• About this task: Transcribe all of the records, leaving out any pictures.

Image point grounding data
------------

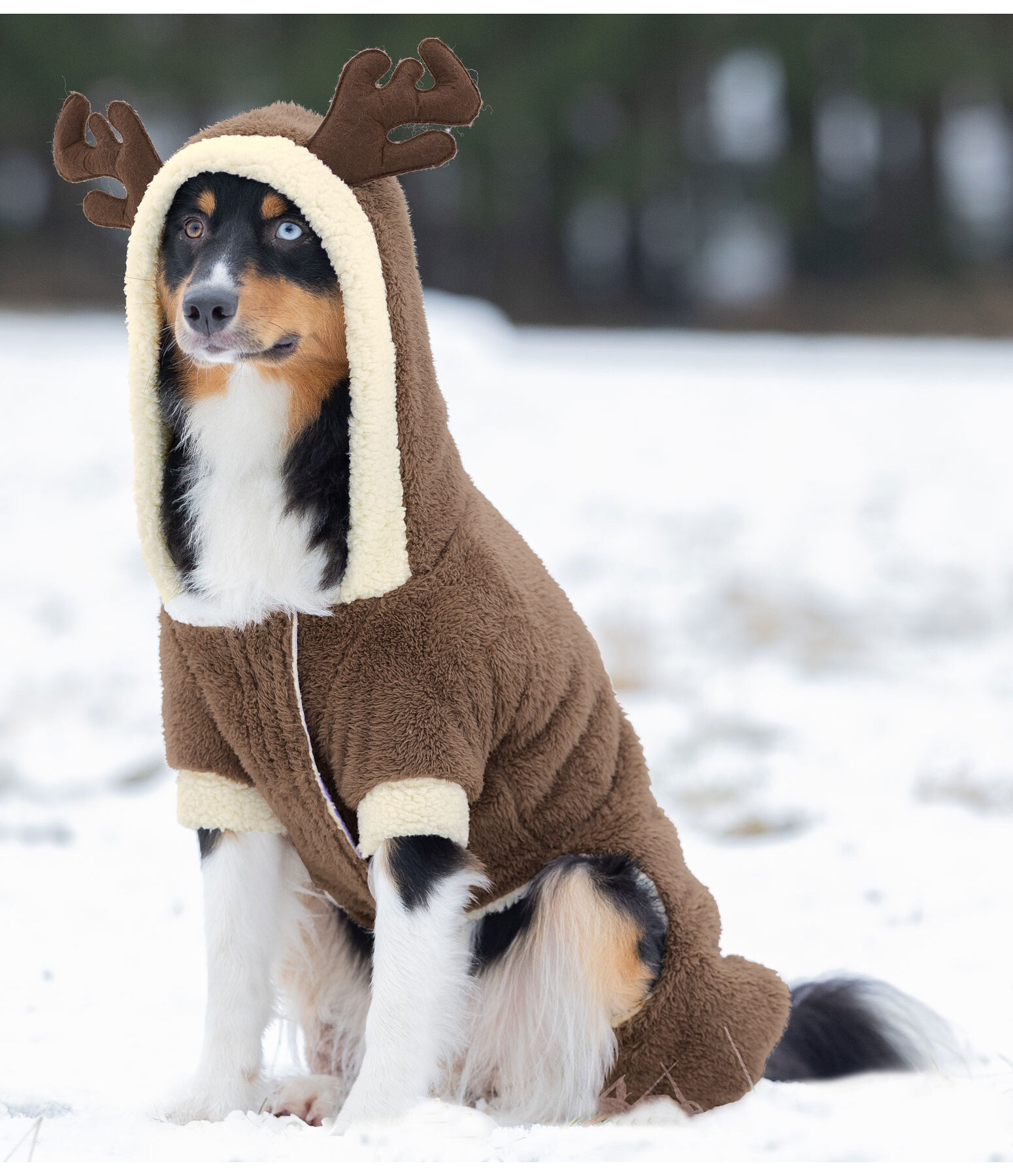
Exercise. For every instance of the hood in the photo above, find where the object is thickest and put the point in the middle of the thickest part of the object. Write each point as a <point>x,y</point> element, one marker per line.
<point>406,485</point>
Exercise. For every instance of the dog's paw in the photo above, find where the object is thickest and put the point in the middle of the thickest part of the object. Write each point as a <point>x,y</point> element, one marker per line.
<point>312,1099</point>
<point>214,1103</point>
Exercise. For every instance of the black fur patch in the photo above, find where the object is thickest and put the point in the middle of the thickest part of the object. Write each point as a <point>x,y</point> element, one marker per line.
<point>836,1030</point>
<point>317,470</point>
<point>619,879</point>
<point>207,840</point>
<point>419,864</point>
<point>174,517</point>
<point>358,936</point>
<point>237,231</point>
<point>616,876</point>
<point>499,929</point>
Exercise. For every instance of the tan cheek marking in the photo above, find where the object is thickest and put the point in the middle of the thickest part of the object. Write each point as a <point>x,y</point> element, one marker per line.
<point>273,206</point>
<point>270,310</point>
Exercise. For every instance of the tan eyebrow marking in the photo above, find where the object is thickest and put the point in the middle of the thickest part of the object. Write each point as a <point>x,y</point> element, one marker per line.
<point>273,206</point>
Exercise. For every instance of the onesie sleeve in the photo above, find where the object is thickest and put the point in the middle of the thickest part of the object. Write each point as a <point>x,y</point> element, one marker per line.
<point>411,728</point>
<point>213,792</point>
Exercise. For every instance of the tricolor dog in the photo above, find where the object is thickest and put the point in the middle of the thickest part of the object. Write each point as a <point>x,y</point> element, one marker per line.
<point>423,817</point>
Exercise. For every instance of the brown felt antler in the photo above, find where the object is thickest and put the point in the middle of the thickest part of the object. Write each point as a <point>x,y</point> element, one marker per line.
<point>133,161</point>
<point>353,138</point>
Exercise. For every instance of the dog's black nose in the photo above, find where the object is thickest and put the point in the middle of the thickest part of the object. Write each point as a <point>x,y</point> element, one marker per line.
<point>210,310</point>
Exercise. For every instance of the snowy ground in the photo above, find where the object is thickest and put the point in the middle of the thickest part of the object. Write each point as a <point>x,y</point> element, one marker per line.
<point>798,558</point>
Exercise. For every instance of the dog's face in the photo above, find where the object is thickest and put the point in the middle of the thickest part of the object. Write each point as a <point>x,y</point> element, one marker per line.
<point>242,278</point>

------------

• Response box:
Exercise. For every instance of the hood in the photo above, find where the object is thickest and put the point in the middle of the thickest part of the object. Write each point as a <point>x,y</point> element, one marker per line.
<point>406,485</point>
Exercise. For every instance of the dog's paw in the photo above, find where the object is thickest and put the point in the middle of the thickest part of the object. Write each point as a <point>x,y</point> element, one marker per line.
<point>312,1099</point>
<point>214,1103</point>
Exercise. For every instance of the black fur patch in the photo above, find where the object is thickest and put the point in the middle of the thickest part of the object. Write each point as a <point>x,y</point> element, one marker per line.
<point>836,1030</point>
<point>317,470</point>
<point>619,879</point>
<point>207,840</point>
<point>419,864</point>
<point>174,517</point>
<point>358,936</point>
<point>237,231</point>
<point>616,876</point>
<point>499,929</point>
Exercise. For every instance of the tan cheek marking in the photo above, find where the object is thickest and put the point in the middle of the thickest part of the object. Write each point as a <point>x,y</point> element, one marker per line.
<point>273,206</point>
<point>270,310</point>
Exercise. For every instance of the tan eyebrow marking in the photo above, find where the object is thickest and put the point in the middle of the thickest part of the object. Write each point as a <point>x,y</point> element, one marker per line.
<point>273,206</point>
Exercise. For every instance of the onesie sleeve in the photo above, find where the object is thickest and put the point in the middle of the thickest part of the object. Write each point as a <point>x,y</point> element, one marker per line.
<point>411,728</point>
<point>213,792</point>
Exercise. For every instance of the tricolor dog in the photo above, find where the object is thickest and put the point in the middle of the thickest part of the object. Write each point as a <point>x,y</point> element, one marker per line.
<point>423,817</point>
Exercise. For every instance of the brown felt antler in the photo above, find where the object is thickest and put the point in the middle of the thickest part of the object. Write each point as a <point>x,y</point> element, one marker per line.
<point>133,161</point>
<point>353,138</point>
Exercise. For every instance of the dog's black nose in the photo above, find where the object is thickest and put the point in the middle of the thickest part of the object. Write each point as a <point>x,y</point> element, one marker per line.
<point>210,310</point>
Exercise. For every instance of the snowy ground in the photo above, find where the object is thickest and put the point in the middle of the thickest part of the object. Write each point as a <point>x,y</point> element, one marker per line.
<point>798,558</point>
Exercise. For every instance of the dog's face in the photo above, find where the object is thickest and put the point in the middle of the thickest part of the object. Write each point as a <point>x,y</point> element, one marker per line.
<point>242,278</point>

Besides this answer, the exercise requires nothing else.